Yep, I'd say that was me. Mmmm, a keen home brewer hanging out at the New Sydney… I'm not too surprised by that


----------



## dug (24/2/14)

I will try to get along. I need to get some ideas for my new brew stand I'm planning and talk sh*t about beer


----------



## bingggo (27/2/14)

Sounds great


----------



## Guysmiley54 (27/2/14)

Yep, count me in guys  I have had a bit of time off from brewing for a while after a (brewing related) back injury. Hopefully some of the enthusiasm from other local brewers can get me fired up to get back on the horse again :beerbang:


----------



## clones (10/3/14)

I'll be there, I recently moved to Hobart and it will be great to meet some fellow brewers here.


----------



## JimmyG85 (13/3/14)

Awesome Timing! Just moved to Hobart a week ago and was looking for a Home Brew club. Have only really started home brewing with kits and a bit of specialty grain steeping. Would like to work towards BIAB or traditional All Grain brewing. look forward to meeting some people and getting some tips.

Cheers,


----------



## brewtas (13/3/14)

◆ Information given:
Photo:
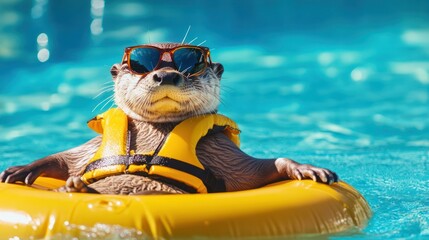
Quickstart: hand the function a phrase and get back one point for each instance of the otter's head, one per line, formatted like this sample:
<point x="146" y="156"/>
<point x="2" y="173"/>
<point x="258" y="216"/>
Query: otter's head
<point x="167" y="82"/>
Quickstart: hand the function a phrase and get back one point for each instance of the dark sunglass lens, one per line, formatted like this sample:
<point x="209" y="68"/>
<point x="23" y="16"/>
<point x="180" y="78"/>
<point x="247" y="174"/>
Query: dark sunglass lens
<point x="189" y="60"/>
<point x="143" y="60"/>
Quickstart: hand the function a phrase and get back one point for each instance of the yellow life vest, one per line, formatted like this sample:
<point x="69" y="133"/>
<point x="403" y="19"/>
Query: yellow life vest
<point x="175" y="159"/>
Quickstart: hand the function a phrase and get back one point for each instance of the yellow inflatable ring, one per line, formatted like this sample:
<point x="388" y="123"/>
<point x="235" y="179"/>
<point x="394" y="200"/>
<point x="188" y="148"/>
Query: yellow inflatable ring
<point x="281" y="209"/>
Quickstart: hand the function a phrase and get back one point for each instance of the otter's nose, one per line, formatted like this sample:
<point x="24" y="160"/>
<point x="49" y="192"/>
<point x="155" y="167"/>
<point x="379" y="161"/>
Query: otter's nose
<point x="168" y="78"/>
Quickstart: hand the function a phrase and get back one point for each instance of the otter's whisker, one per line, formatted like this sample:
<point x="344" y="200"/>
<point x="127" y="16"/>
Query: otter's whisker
<point x="186" y="34"/>
<point x="186" y="69"/>
<point x="110" y="100"/>
<point x="106" y="89"/>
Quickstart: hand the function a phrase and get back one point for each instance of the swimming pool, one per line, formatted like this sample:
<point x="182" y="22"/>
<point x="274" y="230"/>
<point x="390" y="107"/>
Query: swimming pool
<point x="343" y="85"/>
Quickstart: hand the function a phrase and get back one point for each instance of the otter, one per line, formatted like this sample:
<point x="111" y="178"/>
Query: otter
<point x="158" y="86"/>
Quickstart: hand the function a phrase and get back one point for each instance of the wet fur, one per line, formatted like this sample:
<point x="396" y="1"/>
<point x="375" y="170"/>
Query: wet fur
<point x="137" y="97"/>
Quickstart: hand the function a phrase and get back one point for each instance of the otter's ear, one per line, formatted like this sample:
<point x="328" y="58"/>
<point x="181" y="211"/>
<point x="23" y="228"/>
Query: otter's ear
<point x="115" y="70"/>
<point x="218" y="69"/>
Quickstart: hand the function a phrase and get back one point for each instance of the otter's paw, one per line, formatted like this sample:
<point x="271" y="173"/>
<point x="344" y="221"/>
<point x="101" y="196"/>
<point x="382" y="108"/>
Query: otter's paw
<point x="75" y="184"/>
<point x="306" y="171"/>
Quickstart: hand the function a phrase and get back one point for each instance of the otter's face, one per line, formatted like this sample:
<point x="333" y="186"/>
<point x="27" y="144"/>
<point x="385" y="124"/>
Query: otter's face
<point x="165" y="94"/>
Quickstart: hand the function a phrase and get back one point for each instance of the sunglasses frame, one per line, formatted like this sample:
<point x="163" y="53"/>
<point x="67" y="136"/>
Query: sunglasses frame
<point x="162" y="51"/>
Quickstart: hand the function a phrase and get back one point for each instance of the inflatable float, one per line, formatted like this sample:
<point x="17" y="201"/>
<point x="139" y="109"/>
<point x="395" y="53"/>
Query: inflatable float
<point x="288" y="208"/>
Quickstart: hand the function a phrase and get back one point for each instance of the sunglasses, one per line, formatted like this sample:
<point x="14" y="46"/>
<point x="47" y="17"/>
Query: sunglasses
<point x="187" y="59"/>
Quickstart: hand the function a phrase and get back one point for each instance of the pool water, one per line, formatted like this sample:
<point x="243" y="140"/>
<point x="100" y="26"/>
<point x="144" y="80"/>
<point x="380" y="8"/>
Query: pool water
<point x="338" y="84"/>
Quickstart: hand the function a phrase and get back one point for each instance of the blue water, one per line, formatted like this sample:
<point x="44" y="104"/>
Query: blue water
<point x="339" y="84"/>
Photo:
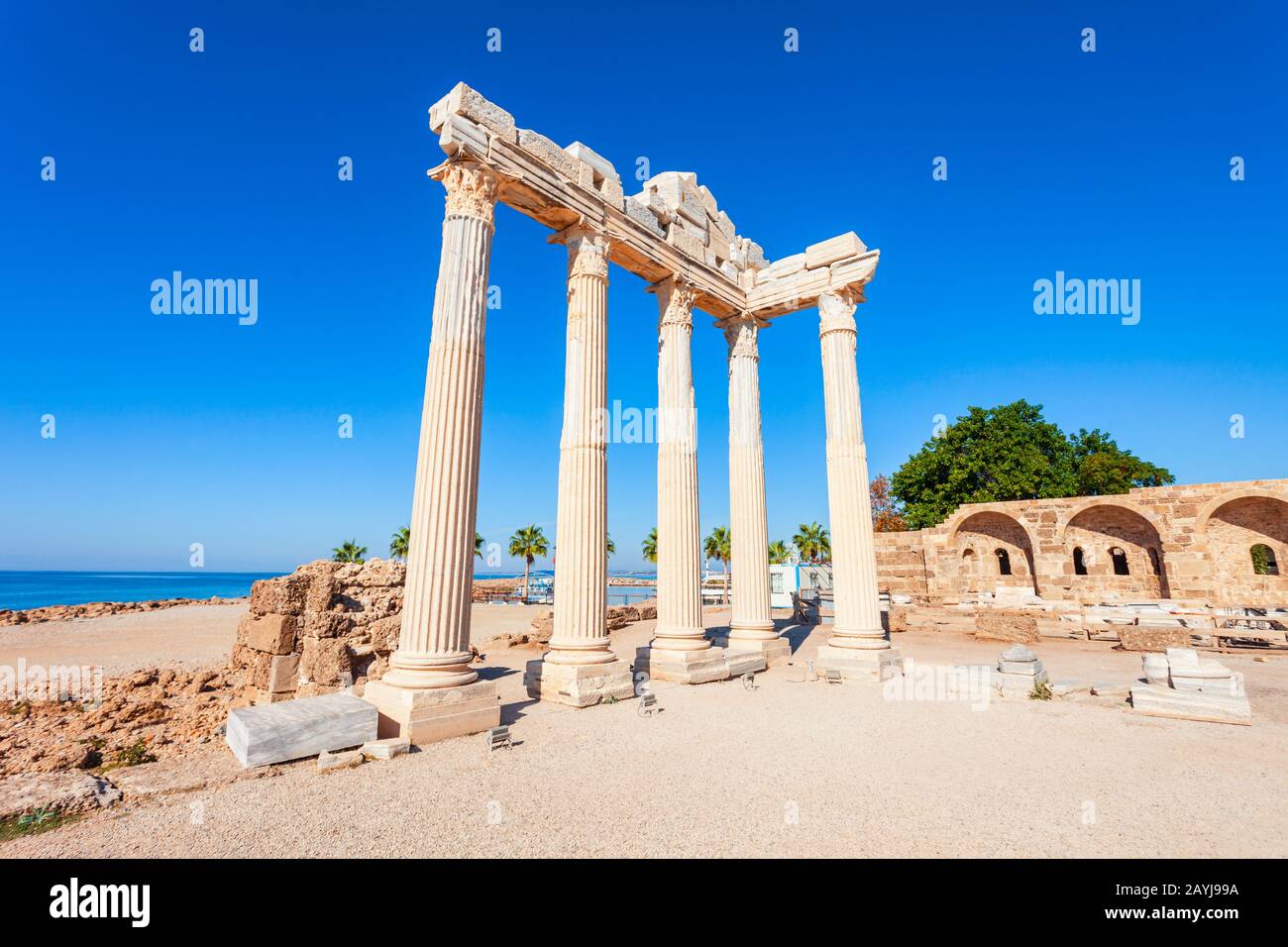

◆ Instruction: In the forum thread above, which brewing methods would JimmyG85 like to work towards?

◆ Final answer: BIAB or traditional All Grain brewing.